** Pernyataan Tugas **
Menurut berita tentang Hari Pers Nasional, dunia jurnalisme saat ini sedang bersaing dengan apa?

• Beranda   >
  • Hari Pers Nasional: Buka Sekolah Jurnalisme Indonesia, Nadiem Makarim: Kita Berkompetisi dengan AI

Hari Pers Nasional: Buka Sekolah Jurnalisme Indonesia, Nadiem Makarim: Kita Berkompetisi dengan AI

img

Hari Pers Nasional: Buka Sekolah Jurnalisme Indonesia, Nadiem Makarim: Kita Berkompetisi dengan AI



BANDUNG - Menteri Pendidikan, Kebudayaan, Riset dan Teknologi (Mendikbudristek) Nadiem Anwar Makarim menyebut dunia jurnalisme saat ini tengah bersaing dengan Artificial Intelligence (AI) atau kecerdasan buatan. 

Menurut Nadiem, perkembangan teknologi yang ada saat ini bukan alasan untuk menurunkan kualitas jurnalisme di Indonesia.

** Baris Tersimpan **

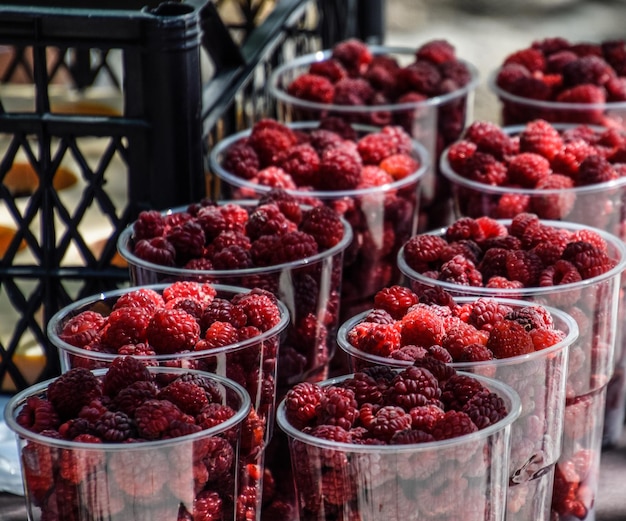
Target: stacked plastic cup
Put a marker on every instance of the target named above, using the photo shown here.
(83, 477)
(250, 361)
(594, 304)
(539, 378)
(460, 476)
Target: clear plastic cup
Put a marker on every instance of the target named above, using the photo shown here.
(310, 288)
(463, 477)
(539, 378)
(134, 481)
(382, 219)
(595, 305)
(435, 122)
(516, 109)
(252, 362)
(599, 205)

** Jawaban Tugas **
Dengan Artificial Intelligence (AI) atau kecerdasan buatan.